Chapter 5 Estimation of model parameters

Death is a fact. All else is inference (W. Farr)

In chapter 4 we have shown that the experimental data can be regarded as the outcome of a deterministic cause-effect process, where a given stimulus is expected to produce a well defined response. Unfortunately, the stochastic effects of experimental errors (random noise) ‘distort’ the response, so that the observed result does not fully reflect the expected outcome of the cause-effect relationship. We have also shown (Chapter 1) that a main part of such noise relates to the fact that the experimental units are sampled from a wider population and the characteristics of such sample do not necessarily match the characteristics of the whole population. Consequently, all samples are different from one another and we always obtain different results, even if we repeat the same experiment in the same conditions.

How should we cope with such a variability? We should always bear in mind that, usually, although we look at a sample, our primary interest is to retrieve information about the whole population, by using a process named statistical inference, as summarised in Figure 5.1. This process is based on the theories by Karl Pearson (1857-1936), his son Egon Pearson (1895-1980) and Jarzy Neyman (1894-1981), as well as Ronald Fisher, about whom we spoke at the beginning of this book.

Figure 5.1: The process of experimental research: inferring the characteristics of a population by looking at a sample

In this chapter we will offer an overview about statistical inference, by using two real-life examples; the first one deals with a quantitative variable, while the second one deals with a proportion.

5.1 Example 1: a concentration value

Let’s consider again the situation we have examined in Chapter 4: a well is polluted by herbicide residues and we want to know the concentration of those residues. We plan a Monte Carlo experiment where we collect three water samples and make chromatographic analyses.

As this is a Monte Carlo experiment, we can imagine that we know the real truth: the unknown concentration is 120 mg/L and the analytic instrument is characterised by a coefficient of variability of 10%, corresponding to a standard deviation of 12 mg/L. Consequently, our observations ( $Y_i$ , with $i$ going from 1 to 3 replicates) will not match the real unknown concentration value, but they will be a random realisation, from the following Gaussian distribution (see Chapter 4):

$Y_i \sim \textrm{Norm}(120, 12)$ ,

Accordingly, we can simulate the results of our experiment:

set.seed(1234)

**Data:**
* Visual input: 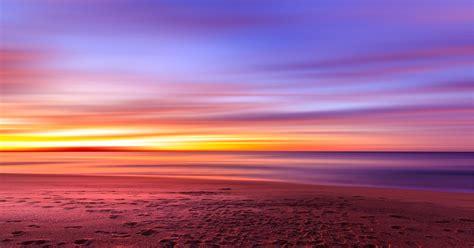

**Task to complete:** In the chapter on estimating model parameters, what standard deviation does the instrument's 10% coefficient of variability correspond to?

**Solution to this exercise:** 12 mg/L